--- Directions for this task ---
Locate every line in the rows below that contains the word "white" and copy each of those lines. Case counts, so only lines where the word appears in the same case qualify.

Start of Listed entries

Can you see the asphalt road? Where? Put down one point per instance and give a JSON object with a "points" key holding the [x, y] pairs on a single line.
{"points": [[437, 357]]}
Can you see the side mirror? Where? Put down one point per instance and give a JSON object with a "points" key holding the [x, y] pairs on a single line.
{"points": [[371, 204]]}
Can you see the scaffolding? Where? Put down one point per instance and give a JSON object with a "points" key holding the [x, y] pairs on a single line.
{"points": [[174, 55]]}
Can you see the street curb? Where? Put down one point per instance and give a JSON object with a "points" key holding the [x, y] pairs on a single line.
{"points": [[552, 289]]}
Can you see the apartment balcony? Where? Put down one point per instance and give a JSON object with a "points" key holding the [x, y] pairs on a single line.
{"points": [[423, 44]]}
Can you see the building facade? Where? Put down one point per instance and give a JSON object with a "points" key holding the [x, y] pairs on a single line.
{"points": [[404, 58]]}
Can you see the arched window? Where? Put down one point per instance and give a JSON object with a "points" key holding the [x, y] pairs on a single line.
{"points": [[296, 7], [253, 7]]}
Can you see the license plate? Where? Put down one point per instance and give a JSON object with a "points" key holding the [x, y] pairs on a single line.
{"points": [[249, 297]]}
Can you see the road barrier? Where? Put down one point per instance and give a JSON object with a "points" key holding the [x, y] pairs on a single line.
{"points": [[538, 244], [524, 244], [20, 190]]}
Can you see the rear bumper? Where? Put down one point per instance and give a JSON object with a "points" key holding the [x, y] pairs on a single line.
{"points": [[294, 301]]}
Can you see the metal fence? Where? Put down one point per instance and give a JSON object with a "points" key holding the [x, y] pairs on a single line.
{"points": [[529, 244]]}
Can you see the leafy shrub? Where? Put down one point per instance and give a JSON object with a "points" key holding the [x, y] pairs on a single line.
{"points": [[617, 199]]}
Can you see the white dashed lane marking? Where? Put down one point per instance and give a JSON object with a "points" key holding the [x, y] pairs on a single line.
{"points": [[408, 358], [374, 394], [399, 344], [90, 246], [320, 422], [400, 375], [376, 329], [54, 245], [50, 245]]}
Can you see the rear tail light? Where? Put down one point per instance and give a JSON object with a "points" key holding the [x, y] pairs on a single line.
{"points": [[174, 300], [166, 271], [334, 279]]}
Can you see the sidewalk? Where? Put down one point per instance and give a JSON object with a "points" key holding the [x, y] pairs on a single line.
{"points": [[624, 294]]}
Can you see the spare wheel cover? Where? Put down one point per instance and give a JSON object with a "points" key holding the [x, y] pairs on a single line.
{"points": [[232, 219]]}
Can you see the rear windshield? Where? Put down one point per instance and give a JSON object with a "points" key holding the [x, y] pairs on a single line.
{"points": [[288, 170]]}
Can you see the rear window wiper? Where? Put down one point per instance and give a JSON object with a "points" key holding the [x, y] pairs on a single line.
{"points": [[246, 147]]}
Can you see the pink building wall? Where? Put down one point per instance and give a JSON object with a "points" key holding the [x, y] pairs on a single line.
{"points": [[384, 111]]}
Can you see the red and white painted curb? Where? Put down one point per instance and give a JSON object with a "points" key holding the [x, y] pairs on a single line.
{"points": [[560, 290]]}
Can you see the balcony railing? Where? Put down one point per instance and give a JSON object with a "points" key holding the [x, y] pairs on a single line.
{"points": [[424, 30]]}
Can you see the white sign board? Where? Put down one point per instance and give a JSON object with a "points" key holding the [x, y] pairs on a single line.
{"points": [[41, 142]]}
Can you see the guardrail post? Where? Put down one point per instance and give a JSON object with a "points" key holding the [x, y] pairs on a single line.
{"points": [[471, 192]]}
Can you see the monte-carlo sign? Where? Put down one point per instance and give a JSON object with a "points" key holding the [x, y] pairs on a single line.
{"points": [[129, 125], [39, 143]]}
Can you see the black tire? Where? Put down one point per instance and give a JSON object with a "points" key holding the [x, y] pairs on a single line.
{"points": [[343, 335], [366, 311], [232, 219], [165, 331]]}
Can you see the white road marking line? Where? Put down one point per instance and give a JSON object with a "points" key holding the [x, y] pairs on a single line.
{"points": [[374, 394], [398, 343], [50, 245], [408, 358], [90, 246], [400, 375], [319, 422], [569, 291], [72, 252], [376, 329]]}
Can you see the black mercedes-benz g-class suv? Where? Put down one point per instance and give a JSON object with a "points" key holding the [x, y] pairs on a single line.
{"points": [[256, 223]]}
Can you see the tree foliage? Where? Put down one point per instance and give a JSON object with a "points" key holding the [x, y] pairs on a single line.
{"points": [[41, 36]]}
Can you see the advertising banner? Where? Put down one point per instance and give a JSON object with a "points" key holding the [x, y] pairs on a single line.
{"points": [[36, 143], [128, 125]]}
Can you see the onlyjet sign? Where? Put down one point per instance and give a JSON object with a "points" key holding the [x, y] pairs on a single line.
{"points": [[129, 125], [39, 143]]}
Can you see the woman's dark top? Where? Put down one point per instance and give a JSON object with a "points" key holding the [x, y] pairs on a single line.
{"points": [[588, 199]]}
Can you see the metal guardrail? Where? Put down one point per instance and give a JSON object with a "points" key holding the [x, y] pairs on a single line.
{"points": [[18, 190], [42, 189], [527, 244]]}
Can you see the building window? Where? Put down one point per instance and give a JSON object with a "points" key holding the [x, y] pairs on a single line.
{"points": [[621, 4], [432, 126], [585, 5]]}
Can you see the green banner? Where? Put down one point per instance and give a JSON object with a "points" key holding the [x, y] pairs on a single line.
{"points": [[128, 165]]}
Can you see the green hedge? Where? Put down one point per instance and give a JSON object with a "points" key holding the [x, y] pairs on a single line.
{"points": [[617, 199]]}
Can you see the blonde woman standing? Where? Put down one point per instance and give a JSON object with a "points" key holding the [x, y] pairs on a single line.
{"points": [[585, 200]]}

End of Listed entries
Start of Listed entries

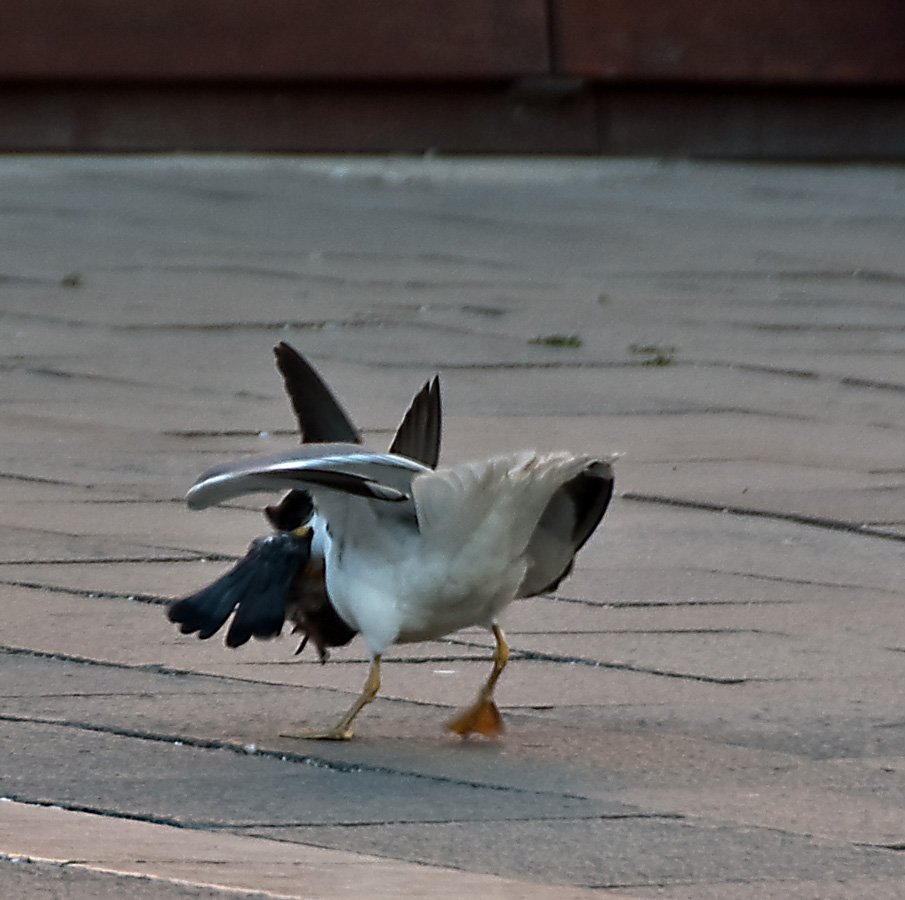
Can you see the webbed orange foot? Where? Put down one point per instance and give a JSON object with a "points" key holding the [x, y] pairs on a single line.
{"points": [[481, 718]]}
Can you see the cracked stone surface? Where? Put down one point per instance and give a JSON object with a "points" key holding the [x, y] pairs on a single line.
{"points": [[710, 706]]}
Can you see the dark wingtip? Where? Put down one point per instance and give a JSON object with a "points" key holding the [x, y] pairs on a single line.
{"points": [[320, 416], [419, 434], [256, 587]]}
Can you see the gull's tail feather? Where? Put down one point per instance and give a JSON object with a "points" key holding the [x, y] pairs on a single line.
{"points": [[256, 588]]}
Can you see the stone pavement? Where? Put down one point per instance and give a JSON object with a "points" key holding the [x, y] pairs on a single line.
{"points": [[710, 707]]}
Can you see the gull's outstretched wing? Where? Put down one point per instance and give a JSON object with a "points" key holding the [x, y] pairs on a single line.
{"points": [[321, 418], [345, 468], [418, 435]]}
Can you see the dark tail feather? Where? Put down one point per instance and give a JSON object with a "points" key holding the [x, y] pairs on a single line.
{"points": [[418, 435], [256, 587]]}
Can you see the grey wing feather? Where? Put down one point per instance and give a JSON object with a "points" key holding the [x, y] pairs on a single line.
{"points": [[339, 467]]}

End of Listed entries

--- Solution to the problem ---
Can you see the white dashed lane marking? Where? Put down one point per instance and give a JSON object with a "points" key holding the [x, y] pairs on a single line.
Can you see the red and white painted curb? Where? Put down one point per instance and give a JSON object with a "points" key holding the [x, y] pairs on a single line.
Can you see the white sign board? Where? Put down one point per instance and give a JSON object with a "points" key holding the [x, y] pairs on a single line.
Can you see the white road marking line? Where? Put down one point per instance and give a JSON object with a "points" key holding the [x, y] pairs on a single line.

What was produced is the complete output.